TASK INSTRUCTIONS |
1/ Translate this sentence from the passage on Mary as Spouse of the Holy Spirit into French: "Justly, therefore, does Mary deserve the name of Spouse of the Holy Spirit: she is His possession, His sanctuary, His temple."
2/ From the passage on Mary as Spouse of the Holy Spirit, set down word for word the part that opens with the words containing "St. Gabriel's words" and closes with "Son of God.".

EXTRACT PROVIDED |
#####
Mary became the Mother of God (Theotokos)  and the Spouse of the Holy Spirit, as the Archangel Gabriel said:
“The Holy Ghost shall come upon thee, and the power of the Most High shall overshadow thee.” 
St. Gabriel's words at the Annunciation reveal the mysterious plan of God, as he proclaims the divine manner in which she would become a mother, the Mother of the Son of God.
At that moment, the Holy Spirit, who had already possessed Mary’s soul from the first moment of her Immaculate Conception,  came upon her with such exceptional plenitude that He formed within her the sacred Body of Jesus. Justly, therefore, does Mary deserve the name of Spouse of the Holy Spirit: she is His possession, His sanctuary, His temple. The Divine Paraclete  may well say to her in the words of the Canticle:
“My sister, my spouse, is a garden enclosed, a fountain sealed up.”
#####
PROVIDED MATERIAL |
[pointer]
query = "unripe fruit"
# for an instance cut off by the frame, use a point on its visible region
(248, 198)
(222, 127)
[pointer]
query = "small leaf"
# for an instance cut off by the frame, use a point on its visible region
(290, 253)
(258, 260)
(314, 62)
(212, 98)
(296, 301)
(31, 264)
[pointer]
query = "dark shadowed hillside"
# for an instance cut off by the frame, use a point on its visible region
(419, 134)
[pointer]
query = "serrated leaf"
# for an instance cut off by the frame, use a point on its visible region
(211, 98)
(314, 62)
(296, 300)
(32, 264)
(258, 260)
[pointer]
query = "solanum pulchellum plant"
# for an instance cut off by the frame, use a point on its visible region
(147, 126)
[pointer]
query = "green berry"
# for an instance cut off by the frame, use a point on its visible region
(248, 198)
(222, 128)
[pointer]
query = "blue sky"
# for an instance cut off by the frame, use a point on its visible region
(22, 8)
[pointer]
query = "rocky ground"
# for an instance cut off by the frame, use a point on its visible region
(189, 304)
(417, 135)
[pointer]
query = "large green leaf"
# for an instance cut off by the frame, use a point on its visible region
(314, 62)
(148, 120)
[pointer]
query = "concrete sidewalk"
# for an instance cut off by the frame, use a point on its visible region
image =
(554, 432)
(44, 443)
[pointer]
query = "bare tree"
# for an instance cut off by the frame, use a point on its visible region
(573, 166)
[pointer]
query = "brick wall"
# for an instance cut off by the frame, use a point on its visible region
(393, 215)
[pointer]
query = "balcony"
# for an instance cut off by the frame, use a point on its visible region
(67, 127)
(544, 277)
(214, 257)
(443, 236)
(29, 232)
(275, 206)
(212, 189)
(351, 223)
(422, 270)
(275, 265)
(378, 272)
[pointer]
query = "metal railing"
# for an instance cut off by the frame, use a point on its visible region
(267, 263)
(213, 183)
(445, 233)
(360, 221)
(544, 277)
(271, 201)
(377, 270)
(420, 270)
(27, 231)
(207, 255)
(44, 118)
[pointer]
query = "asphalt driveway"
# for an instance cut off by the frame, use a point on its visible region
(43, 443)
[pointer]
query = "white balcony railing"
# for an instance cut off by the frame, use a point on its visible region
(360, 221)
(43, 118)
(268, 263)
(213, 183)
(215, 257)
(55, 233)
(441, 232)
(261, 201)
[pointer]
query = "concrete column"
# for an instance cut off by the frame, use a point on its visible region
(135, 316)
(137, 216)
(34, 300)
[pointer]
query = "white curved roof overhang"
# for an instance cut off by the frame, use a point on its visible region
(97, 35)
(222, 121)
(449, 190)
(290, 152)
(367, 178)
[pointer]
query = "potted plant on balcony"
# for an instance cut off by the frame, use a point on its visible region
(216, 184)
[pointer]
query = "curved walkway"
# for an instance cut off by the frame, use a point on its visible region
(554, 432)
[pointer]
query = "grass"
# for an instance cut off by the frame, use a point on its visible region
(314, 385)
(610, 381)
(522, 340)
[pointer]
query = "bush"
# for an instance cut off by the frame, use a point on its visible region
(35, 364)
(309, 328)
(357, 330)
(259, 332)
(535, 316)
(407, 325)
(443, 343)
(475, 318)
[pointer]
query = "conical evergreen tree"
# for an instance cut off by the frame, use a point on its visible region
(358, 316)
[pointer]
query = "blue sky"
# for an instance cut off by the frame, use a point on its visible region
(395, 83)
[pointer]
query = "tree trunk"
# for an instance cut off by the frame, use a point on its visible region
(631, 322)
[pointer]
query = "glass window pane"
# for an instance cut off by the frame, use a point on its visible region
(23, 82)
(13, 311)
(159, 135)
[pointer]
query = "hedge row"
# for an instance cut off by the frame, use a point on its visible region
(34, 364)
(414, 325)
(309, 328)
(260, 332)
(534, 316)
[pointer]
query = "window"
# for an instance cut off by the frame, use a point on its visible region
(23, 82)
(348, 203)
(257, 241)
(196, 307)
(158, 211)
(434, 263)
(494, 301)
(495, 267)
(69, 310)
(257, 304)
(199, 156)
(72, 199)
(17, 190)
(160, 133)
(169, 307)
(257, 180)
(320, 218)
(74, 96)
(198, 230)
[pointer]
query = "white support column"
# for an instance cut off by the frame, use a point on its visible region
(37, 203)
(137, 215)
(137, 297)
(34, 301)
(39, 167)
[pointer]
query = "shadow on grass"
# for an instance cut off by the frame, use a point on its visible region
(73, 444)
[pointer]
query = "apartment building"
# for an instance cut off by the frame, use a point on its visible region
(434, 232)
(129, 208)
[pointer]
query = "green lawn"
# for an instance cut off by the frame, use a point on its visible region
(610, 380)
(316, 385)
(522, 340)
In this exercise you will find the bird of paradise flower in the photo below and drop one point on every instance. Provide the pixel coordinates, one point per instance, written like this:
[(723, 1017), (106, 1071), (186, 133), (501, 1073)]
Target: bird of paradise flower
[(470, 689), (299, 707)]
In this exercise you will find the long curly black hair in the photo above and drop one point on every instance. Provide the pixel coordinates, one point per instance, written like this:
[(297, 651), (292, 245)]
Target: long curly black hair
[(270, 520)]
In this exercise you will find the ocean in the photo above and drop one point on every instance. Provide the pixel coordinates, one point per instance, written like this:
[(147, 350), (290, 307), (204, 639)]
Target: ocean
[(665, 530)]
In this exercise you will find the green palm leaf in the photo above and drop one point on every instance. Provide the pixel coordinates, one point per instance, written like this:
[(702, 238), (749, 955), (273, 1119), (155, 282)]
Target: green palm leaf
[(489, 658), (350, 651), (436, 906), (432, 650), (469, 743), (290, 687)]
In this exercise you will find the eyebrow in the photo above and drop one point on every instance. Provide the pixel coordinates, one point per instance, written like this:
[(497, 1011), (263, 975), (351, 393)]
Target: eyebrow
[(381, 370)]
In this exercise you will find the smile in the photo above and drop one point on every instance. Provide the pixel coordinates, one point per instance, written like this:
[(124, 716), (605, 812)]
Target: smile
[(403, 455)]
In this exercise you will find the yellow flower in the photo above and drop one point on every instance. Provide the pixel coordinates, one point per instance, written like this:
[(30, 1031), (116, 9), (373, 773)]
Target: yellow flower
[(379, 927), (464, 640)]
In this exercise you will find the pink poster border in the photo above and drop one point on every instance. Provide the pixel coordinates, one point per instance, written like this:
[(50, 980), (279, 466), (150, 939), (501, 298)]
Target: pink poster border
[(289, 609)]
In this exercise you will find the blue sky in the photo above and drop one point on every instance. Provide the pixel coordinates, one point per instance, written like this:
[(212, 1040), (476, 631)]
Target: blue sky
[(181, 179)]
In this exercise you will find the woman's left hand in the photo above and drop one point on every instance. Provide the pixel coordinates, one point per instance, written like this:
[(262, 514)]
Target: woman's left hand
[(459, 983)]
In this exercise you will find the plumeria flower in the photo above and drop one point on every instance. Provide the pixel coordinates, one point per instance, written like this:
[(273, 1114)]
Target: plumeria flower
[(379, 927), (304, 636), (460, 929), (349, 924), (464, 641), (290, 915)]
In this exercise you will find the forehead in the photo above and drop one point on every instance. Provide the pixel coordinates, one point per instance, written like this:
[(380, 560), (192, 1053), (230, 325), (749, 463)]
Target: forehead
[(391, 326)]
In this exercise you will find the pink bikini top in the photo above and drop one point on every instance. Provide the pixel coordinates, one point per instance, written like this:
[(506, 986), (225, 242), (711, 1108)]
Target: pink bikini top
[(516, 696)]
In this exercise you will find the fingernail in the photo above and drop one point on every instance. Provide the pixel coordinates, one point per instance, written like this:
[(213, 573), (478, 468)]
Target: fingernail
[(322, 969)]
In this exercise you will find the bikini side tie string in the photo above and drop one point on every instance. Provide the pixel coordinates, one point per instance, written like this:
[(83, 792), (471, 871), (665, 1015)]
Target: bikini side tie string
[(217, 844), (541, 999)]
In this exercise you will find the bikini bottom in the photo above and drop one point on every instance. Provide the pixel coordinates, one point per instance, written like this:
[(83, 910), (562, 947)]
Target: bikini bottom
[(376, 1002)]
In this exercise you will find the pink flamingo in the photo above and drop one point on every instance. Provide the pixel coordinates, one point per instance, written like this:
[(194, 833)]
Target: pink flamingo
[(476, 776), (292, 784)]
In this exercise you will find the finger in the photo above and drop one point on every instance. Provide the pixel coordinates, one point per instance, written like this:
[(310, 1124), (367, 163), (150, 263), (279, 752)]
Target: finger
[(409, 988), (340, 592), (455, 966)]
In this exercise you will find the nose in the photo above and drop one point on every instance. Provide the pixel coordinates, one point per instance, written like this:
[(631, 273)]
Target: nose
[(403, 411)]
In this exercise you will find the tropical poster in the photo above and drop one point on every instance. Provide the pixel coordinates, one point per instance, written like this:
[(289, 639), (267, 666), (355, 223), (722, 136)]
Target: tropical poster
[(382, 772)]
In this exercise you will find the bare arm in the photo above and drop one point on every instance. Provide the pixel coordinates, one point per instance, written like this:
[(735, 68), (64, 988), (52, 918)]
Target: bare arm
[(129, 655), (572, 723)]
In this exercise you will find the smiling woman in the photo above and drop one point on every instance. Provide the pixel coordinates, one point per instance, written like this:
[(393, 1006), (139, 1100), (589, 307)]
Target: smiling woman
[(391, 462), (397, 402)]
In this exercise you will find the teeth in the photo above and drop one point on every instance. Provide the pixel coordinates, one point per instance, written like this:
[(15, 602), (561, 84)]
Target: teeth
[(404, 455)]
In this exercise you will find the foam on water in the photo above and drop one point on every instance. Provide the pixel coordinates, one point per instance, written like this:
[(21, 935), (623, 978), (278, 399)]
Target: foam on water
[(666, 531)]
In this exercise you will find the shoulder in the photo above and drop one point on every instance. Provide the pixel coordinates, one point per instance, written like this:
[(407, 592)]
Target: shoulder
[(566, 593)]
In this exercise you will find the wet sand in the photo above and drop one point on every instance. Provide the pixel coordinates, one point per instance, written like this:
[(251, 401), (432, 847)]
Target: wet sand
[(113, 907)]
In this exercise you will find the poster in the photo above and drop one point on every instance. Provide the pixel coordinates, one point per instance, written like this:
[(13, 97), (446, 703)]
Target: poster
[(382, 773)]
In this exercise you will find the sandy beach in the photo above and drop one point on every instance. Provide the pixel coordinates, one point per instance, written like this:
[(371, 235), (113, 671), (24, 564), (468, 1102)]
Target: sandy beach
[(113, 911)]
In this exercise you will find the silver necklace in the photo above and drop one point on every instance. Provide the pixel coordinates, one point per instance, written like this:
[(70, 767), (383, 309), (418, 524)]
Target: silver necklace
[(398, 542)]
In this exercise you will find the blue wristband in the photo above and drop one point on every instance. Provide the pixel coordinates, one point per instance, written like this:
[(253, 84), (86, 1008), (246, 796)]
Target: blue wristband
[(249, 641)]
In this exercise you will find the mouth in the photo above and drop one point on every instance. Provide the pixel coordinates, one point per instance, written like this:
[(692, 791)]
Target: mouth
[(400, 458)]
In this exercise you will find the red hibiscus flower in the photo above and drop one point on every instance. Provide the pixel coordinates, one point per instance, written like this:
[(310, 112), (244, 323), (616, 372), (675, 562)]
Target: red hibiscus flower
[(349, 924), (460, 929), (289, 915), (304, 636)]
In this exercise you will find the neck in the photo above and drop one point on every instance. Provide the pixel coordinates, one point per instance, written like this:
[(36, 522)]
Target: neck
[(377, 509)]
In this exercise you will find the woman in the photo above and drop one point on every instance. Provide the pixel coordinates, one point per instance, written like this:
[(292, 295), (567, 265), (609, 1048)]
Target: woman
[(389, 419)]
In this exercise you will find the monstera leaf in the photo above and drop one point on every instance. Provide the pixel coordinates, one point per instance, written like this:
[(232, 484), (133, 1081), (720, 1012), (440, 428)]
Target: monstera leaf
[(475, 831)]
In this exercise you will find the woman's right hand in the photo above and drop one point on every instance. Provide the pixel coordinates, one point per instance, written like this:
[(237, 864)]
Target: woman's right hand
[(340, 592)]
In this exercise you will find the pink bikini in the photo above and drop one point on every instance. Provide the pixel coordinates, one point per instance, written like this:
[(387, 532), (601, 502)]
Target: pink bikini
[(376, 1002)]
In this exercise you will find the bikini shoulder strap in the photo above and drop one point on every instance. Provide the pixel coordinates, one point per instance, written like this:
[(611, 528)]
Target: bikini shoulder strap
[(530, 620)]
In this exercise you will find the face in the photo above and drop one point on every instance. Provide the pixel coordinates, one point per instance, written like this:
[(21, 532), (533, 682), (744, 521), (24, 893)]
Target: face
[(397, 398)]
#####
ANSWERS TO THE TASKS |
1/ C'est donc à juste titre que Marie mérite le nom d'Épouse du Saint-Esprit : elle est sa possession, son sanctuaire, son temple.

2/
St. Gabriel's words at the Annunciation reveal the mysterious plan of God, as he proclaims the divine manner in which she would become a mother, the Mother of the Son of God.